— START EXCERPTED RECORDS —

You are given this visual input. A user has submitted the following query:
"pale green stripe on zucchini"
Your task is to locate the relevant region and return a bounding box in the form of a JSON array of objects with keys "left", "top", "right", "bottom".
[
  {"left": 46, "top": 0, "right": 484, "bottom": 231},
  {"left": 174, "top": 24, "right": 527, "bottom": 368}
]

— END EXCERPTED RECORDS —

Reproduce the data above line for line, keeping every character unchanged.

→ SOLUTION:
You are given this visual input. A user has submitted the following query:
"pale green stripe on zucchini"
Your task is to locate the relevant region and return a bounding box in the form of a JSON array of objects with keys "left", "top", "right", "bottom".
[
  {"left": 46, "top": 0, "right": 484, "bottom": 231},
  {"left": 174, "top": 24, "right": 527, "bottom": 368}
]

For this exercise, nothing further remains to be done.